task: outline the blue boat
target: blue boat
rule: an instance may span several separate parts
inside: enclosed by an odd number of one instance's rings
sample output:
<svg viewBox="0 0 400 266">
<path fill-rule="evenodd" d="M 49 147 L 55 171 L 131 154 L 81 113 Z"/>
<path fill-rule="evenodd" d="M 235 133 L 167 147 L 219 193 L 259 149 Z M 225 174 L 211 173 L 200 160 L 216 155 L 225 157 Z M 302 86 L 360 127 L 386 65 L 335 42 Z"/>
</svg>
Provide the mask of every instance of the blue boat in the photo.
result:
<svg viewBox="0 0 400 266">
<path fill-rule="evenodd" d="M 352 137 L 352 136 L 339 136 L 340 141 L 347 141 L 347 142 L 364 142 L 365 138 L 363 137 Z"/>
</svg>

#####

Copy each line in the entries above where the word "blue" shows up.

task: outline the blue boat
target: blue boat
Provide the mask of every instance of the blue boat in the photo.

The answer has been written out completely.